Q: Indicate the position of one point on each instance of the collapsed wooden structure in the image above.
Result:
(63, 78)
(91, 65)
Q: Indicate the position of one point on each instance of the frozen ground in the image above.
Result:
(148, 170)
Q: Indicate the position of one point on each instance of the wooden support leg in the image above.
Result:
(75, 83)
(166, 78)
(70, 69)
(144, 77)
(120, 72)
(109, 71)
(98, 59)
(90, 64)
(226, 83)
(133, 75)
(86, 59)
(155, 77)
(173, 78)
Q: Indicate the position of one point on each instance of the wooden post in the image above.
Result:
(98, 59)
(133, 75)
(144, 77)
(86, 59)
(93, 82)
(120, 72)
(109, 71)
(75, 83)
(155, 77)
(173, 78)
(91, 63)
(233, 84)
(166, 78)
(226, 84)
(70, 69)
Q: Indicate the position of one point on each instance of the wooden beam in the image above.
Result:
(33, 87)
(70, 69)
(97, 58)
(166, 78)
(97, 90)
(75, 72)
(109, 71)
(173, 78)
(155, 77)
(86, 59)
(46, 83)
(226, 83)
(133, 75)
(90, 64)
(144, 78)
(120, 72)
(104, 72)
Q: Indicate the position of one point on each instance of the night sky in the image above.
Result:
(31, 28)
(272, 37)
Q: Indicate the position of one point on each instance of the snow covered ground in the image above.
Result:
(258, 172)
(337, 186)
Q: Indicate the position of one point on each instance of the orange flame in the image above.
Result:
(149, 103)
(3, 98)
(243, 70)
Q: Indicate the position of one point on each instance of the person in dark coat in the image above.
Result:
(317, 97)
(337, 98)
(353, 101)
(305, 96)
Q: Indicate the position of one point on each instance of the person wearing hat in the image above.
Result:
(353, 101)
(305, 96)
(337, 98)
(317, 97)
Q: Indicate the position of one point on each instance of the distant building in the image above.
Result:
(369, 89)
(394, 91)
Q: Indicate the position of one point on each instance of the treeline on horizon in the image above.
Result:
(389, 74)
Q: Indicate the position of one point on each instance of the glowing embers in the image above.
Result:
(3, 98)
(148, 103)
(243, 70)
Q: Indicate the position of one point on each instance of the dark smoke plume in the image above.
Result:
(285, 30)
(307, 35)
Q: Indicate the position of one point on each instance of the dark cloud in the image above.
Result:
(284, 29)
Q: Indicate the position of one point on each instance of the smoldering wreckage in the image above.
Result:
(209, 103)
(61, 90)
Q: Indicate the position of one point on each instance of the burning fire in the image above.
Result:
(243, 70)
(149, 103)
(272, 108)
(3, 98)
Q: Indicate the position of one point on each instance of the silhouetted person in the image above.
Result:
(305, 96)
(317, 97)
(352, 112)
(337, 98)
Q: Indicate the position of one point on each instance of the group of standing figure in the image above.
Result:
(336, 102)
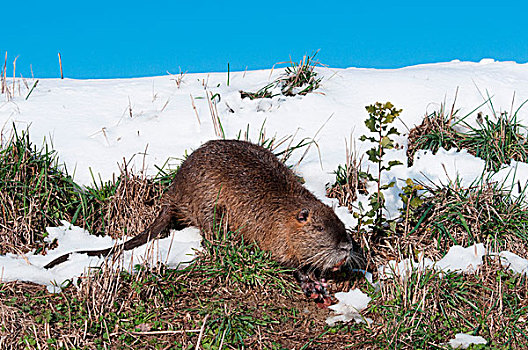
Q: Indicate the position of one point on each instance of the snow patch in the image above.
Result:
(175, 251)
(348, 308)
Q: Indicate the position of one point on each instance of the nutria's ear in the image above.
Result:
(303, 215)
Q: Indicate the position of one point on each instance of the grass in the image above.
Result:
(427, 309)
(483, 212)
(299, 78)
(233, 295)
(37, 192)
(498, 139)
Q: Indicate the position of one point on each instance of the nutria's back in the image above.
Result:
(261, 197)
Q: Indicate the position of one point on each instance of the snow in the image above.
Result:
(514, 262)
(94, 124)
(463, 341)
(348, 308)
(175, 251)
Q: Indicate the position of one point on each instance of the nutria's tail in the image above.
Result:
(159, 226)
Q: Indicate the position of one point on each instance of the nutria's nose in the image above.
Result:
(346, 246)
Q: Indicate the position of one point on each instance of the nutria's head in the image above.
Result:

● ● ● ● ● ● ●

*Exercise objective*. Set apart and copy each line of the records that holds the word "snow".

*Response area*.
Q: Indicate the position of one point on each instance of the snow covered ground in the image above.
Q: Indicate the position of one point on each instance of the snow patch in the image above.
Q: Indicate the position of one point on each instance of the snow in the image above.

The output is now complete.